— Start of Records supplied —
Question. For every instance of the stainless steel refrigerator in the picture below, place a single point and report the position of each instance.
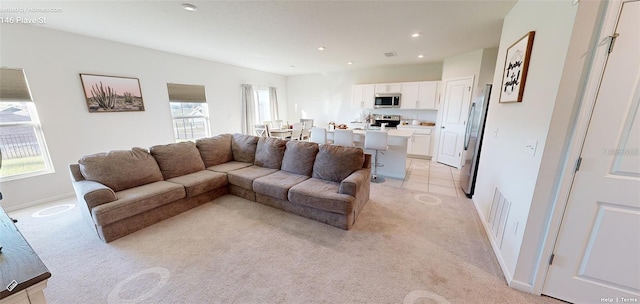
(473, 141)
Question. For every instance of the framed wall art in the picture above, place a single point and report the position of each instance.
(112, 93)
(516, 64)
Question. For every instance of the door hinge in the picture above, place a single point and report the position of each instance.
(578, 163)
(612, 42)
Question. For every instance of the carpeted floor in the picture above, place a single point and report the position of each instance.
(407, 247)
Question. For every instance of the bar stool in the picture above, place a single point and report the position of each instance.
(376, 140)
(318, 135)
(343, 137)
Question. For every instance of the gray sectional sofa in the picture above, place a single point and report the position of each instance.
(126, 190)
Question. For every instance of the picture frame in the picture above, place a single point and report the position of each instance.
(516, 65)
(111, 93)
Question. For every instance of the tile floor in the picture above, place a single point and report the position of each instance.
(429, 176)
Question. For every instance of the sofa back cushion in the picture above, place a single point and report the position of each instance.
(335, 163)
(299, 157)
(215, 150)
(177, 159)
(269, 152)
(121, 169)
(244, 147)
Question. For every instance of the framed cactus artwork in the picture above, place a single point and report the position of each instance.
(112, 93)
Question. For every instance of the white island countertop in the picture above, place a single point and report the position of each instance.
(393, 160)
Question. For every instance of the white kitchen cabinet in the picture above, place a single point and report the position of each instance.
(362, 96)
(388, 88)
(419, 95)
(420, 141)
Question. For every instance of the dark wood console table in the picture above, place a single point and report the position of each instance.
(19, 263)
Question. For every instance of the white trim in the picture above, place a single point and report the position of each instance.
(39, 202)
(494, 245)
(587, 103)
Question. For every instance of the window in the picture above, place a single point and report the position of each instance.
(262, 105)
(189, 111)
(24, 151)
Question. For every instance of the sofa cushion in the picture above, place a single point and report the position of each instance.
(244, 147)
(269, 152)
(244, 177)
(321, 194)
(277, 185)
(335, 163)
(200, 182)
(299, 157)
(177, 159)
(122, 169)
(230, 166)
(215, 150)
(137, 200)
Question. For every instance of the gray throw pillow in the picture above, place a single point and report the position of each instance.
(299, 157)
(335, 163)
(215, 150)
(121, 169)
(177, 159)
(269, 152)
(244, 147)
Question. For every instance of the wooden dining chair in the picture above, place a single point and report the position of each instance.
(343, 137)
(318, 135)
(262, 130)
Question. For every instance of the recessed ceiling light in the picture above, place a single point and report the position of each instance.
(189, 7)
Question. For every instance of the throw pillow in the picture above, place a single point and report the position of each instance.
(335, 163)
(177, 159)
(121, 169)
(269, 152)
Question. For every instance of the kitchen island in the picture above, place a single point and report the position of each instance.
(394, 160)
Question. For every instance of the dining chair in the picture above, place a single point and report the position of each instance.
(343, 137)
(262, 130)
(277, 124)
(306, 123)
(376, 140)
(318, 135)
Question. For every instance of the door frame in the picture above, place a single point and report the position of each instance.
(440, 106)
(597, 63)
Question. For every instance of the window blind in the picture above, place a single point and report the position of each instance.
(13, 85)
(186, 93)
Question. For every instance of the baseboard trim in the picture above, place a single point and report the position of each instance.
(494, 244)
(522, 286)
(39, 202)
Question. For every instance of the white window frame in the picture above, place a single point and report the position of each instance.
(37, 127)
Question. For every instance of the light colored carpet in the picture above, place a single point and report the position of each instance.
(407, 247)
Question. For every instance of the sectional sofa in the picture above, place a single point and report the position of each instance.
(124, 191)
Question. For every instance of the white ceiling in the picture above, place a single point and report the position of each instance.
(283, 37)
— End of Records supplied —
Aim:
Omit the pictures, then output the rest of the listing exactly.

Solved problem:
Question. For every instance of the stainless steel refrigerator in the picture below, place a single point and report the position of each instance.
(473, 141)
Question. For every instance of the framed wall art in the picture above, place a single point and report the position of each instance.
(112, 93)
(516, 64)
Question. For every instance of the door hinge in the picture above, place a single point and report the position of each instance.
(578, 163)
(612, 42)
Question. For every instance of the carpeted floor in the picture above, place a single point and report the position of each instance.
(407, 247)
Question. For every instance of the bar stool in the picture above, place a single point and report the position of each instance.
(376, 140)
(318, 135)
(343, 137)
Question. For every instance of the gray sectional sofa in the picture above, place a single point and report the position of each instance.
(126, 190)
Question. For every instance of the picture frame in the picture above, place a single point and report the position of each instance.
(516, 65)
(111, 93)
Question. For every instance of the tile floor in the picture above, place a single point and report the position of each instance.
(429, 176)
Question. For every instance of the sofa back cushion in the picture above, place a single point and report the position of each instance.
(335, 163)
(299, 157)
(215, 150)
(177, 159)
(269, 152)
(121, 169)
(244, 147)
Question. For every instance of the framed cactus artwork in the picture above, place a single point and report the position of each instance.
(112, 93)
Question. For every instance of the white island countertop in the picture above, place a single point and report the position of each instance.
(393, 160)
Question. For every instance of the white kitchen cabinet in the picture above, place a single point and report the position of each instance.
(362, 96)
(388, 88)
(419, 95)
(420, 141)
Question. For every instance of the dark wood console table in the picture above, place a single point and report the position of each instance.
(19, 263)
Question. For every instance of the white trim in the picture above, place a single point and report the position of each instance.
(39, 202)
(494, 245)
(587, 103)
Question. For every instance of the window in the picture above, place a single point and report the position of each instance.
(262, 105)
(189, 111)
(24, 151)
Question. For every instance of the sofa cushion in the picture above, place a single point and report the position of each instance.
(244, 147)
(269, 152)
(244, 177)
(321, 194)
(277, 185)
(335, 163)
(200, 182)
(299, 157)
(177, 159)
(122, 169)
(230, 166)
(215, 150)
(137, 200)
Question. For every instance of the gray throw pillow in the picture above, place a single point and report the position of each instance.
(299, 157)
(335, 163)
(215, 150)
(121, 169)
(177, 159)
(269, 152)
(244, 147)
Question. For every instance of the wooden dining chair in the picture above, place a single point and report the position of each instance.
(343, 137)
(318, 135)
(262, 130)
Question. For every instance of the recessed ceiling light in the picture above, place a single point and report the position of each instance.
(189, 7)
Question. For every instance of the throw pillow in the picture above, place a single point and report the position of each instance.
(335, 163)
(177, 159)
(121, 169)
(269, 152)
Question. For every instance of the kitchen island in the picture above, place a single point and report the position of each instance.
(394, 160)
Question. For every instance of the dining chair in the picture above, place a single point and report the position of each instance.
(343, 137)
(262, 130)
(277, 124)
(306, 123)
(376, 140)
(318, 135)
Question. For every instance of the door frame in the picture above, place a single point and report the position of each instance.
(440, 106)
(597, 63)
Question. For every instance of the window blind in the picture above, place a single point and report the position of each instance.
(13, 85)
(186, 93)
Question. For every instance of the baseboard trim in the picture above, place a single point and report the position of each instance.
(494, 244)
(522, 286)
(39, 202)
Question. For every instance of the white window frame in the picture above, place a single point and report the position of each instance.
(37, 127)
Question. For every instance of the light colored carpet in the picture above, place a single point and report the position of each instance.
(407, 247)
Question. For every instance of the sectional sofa in the picture above, place a single point and report the position of each instance.
(124, 191)
Question. For every instance of the white ceiling in the picture above, place a single point and report the position of each instance.
(283, 37)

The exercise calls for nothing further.